Dataset entries:
[Start]

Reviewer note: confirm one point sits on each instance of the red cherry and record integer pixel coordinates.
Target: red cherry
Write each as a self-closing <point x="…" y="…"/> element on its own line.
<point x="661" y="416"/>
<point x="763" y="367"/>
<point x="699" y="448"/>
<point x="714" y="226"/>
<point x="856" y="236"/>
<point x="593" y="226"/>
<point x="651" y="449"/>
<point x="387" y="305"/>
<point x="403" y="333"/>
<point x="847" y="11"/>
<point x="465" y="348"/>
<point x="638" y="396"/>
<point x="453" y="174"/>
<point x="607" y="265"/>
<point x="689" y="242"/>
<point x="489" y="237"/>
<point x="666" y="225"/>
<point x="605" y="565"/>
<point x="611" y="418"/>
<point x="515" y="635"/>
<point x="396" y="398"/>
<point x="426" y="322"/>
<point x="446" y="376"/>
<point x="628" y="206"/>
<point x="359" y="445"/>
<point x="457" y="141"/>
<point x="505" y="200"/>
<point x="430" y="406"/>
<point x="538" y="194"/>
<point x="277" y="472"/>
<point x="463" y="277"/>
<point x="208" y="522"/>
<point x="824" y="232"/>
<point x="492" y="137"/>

[End]

• _Your task_
Retype every line of the items above without changing a single character.

• _The answer_
Reviewer note: confirm one point sits on each instance of the red cherry and record integer pixel coordinates.
Target: red cherry
Write each as a self-closing <point x="…" y="…"/> element on its own line.
<point x="661" y="416"/>
<point x="763" y="367"/>
<point x="699" y="448"/>
<point x="714" y="226"/>
<point x="856" y="236"/>
<point x="593" y="226"/>
<point x="651" y="449"/>
<point x="387" y="305"/>
<point x="403" y="333"/>
<point x="847" y="11"/>
<point x="465" y="348"/>
<point x="638" y="396"/>
<point x="453" y="174"/>
<point x="607" y="265"/>
<point x="689" y="242"/>
<point x="489" y="237"/>
<point x="666" y="225"/>
<point x="605" y="565"/>
<point x="611" y="418"/>
<point x="515" y="635"/>
<point x="396" y="398"/>
<point x="426" y="322"/>
<point x="446" y="376"/>
<point x="628" y="206"/>
<point x="359" y="445"/>
<point x="457" y="141"/>
<point x="505" y="200"/>
<point x="430" y="406"/>
<point x="538" y="194"/>
<point x="277" y="472"/>
<point x="463" y="277"/>
<point x="208" y="522"/>
<point x="824" y="232"/>
<point x="492" y="137"/>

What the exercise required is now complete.